BRIEF 1: Please reproduce the passage of the grain markets report starting with "The sign of" and going on through "surprise tender too.".

--- START EXTRACTED TEXT ---

PRINTABLE VERSION   EMAIL TO A FRIEND   RSS FEEDS 09:50 GMT, Friday, 2nd May 2014, by Agrimoney.com
Morning markets: wheat revives, putting grains rout on hold

Sell in May and go away", that adage overused on financial markets, is generally employed by stock market investors.

But it had been finding significant traction in grain markets, before signs of demand emerged for wheat, to add to the production jitters in the US, and inject a little calm into funds which certainly had their selling boots on during the first day of the month.

Then, they sold an estimated 10,000 Chicago corn contracts, and 12,000 soybean lots, besides 4,000 each in wheat and soymeal, and 5,000 soyoil lots.

"Funds threw in the towel and moved to the sidelines," broker CHS Hedging said, thinking in particular of their selling in the soy complex.

Tenders out

The sign of demand in wheat came as Saudi Arabica issued a tender to buy 550,000 tonnes of the grain, following on from a 715,000-tonne purchase in January for April-to-June delivery.

(Today's tender is for delivery between late June and early August.)

The tender, from Saudi Arabia's Grain Silos & Flour Mills Organization (GSFMO), came hours after the Gasc grain authority in Egypt, the top wheat buying country, issued a surprise tender too.

The results of this one will be announced later on Friday.

--- END EXTRACTED TEXT ---

BRIEF 2: Swap "with a single marker" for "with one marker" in the dataset excerpt lines starting with the line with "Record the location of each instance of the pale" and going on through the end of the records. Give back only those lines, with nothing else changed.

--- START DATA EXCERPTS ---

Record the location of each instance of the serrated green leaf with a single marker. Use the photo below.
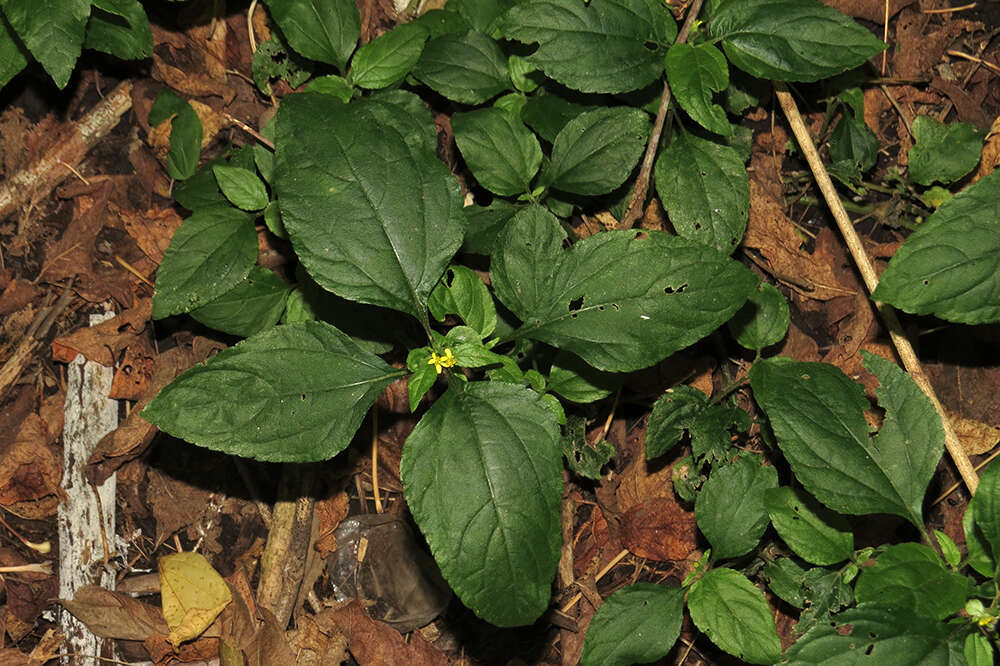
(12, 54)
(678, 291)
(481, 15)
(730, 508)
(610, 47)
(484, 223)
(695, 73)
(293, 393)
(978, 550)
(324, 30)
(274, 59)
(423, 377)
(333, 85)
(547, 114)
(986, 508)
(462, 292)
(241, 187)
(251, 306)
(817, 413)
(469, 67)
(853, 142)
(482, 474)
(501, 152)
(582, 458)
(950, 266)
(870, 634)
(813, 532)
(596, 151)
(185, 133)
(637, 624)
(943, 152)
(763, 320)
(733, 613)
(373, 216)
(210, 253)
(51, 30)
(704, 188)
(576, 381)
(791, 40)
(389, 57)
(121, 28)
(672, 415)
(912, 576)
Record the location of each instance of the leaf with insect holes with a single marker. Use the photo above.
(677, 290)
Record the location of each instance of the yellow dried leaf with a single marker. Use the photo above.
(193, 595)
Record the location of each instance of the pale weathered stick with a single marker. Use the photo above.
(868, 274)
(38, 179)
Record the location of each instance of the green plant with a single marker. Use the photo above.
(55, 33)
(377, 223)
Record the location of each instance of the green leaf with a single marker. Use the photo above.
(423, 377)
(12, 53)
(462, 292)
(791, 40)
(673, 413)
(950, 266)
(251, 306)
(763, 320)
(596, 151)
(333, 85)
(677, 290)
(469, 68)
(121, 28)
(293, 393)
(986, 510)
(695, 72)
(484, 223)
(912, 576)
(274, 59)
(612, 46)
(547, 114)
(870, 634)
(481, 15)
(813, 532)
(733, 613)
(704, 187)
(978, 650)
(211, 252)
(52, 30)
(817, 413)
(730, 507)
(242, 187)
(978, 549)
(637, 624)
(943, 152)
(373, 215)
(501, 152)
(185, 133)
(576, 381)
(853, 142)
(324, 30)
(582, 458)
(389, 57)
(482, 474)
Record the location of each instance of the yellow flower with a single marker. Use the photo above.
(444, 361)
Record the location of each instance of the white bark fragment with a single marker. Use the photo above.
(85, 528)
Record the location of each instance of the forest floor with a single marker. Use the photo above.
(92, 244)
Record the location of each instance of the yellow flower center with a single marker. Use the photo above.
(446, 360)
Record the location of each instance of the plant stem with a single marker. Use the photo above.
(899, 339)
(635, 206)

--- END DATA EXCERPTS ---

COMPLETE ANSWER 1:
The sign of demand in wheat came as Saudi Arabica issued a tender to buy 550,000 tonnes of the grain, following on from a 715,000-tonne purchase in January for April-to-June delivery.

(Today's tender is for delivery between late June and early August.)

The tender, from Saudi Arabia's Grain Silos & Flour Mills Organization (GSFMO), came hours after the Gasc grain authority in Egypt, the top wheat buying country, issued a surprise tender too.

COMPLETE ANSWER 2:
Record the location of each instance of the pale weathered stick with one marker. Use the photo above.
(868, 274)
(38, 179)
Record the location of each instance of the green plant with one marker. Use the photo above.
(55, 33)
(377, 223)
Record the location of each instance of the green leaf with one marker. Use the photo above.
(423, 377)
(12, 53)
(462, 292)
(791, 40)
(673, 413)
(950, 266)
(251, 306)
(763, 320)
(596, 151)
(333, 85)
(677, 290)
(469, 68)
(121, 28)
(293, 393)
(986, 510)
(695, 72)
(484, 223)
(912, 576)
(274, 59)
(612, 46)
(547, 114)
(870, 634)
(481, 15)
(813, 532)
(733, 613)
(704, 187)
(978, 650)
(211, 252)
(52, 30)
(817, 413)
(730, 507)
(242, 187)
(978, 549)
(637, 624)
(943, 152)
(373, 215)
(501, 152)
(185, 133)
(576, 381)
(853, 142)
(324, 30)
(582, 458)
(389, 57)
(482, 474)
Record the location of each instance of the yellow flower with one marker. Use the photo above.
(444, 361)
Record the location of each instance of the white bark fragment with one marker. Use the photo above.
(85, 528)
Record the location of each instance of the forest floor with one marker. Use the photo above.
(92, 244)
Record the location of each instance of the yellow flower center with one marker. Use the photo above.
(446, 360)
Record the location of each instance of the plant stem with one marker. Use the photo above.
(899, 339)
(635, 206)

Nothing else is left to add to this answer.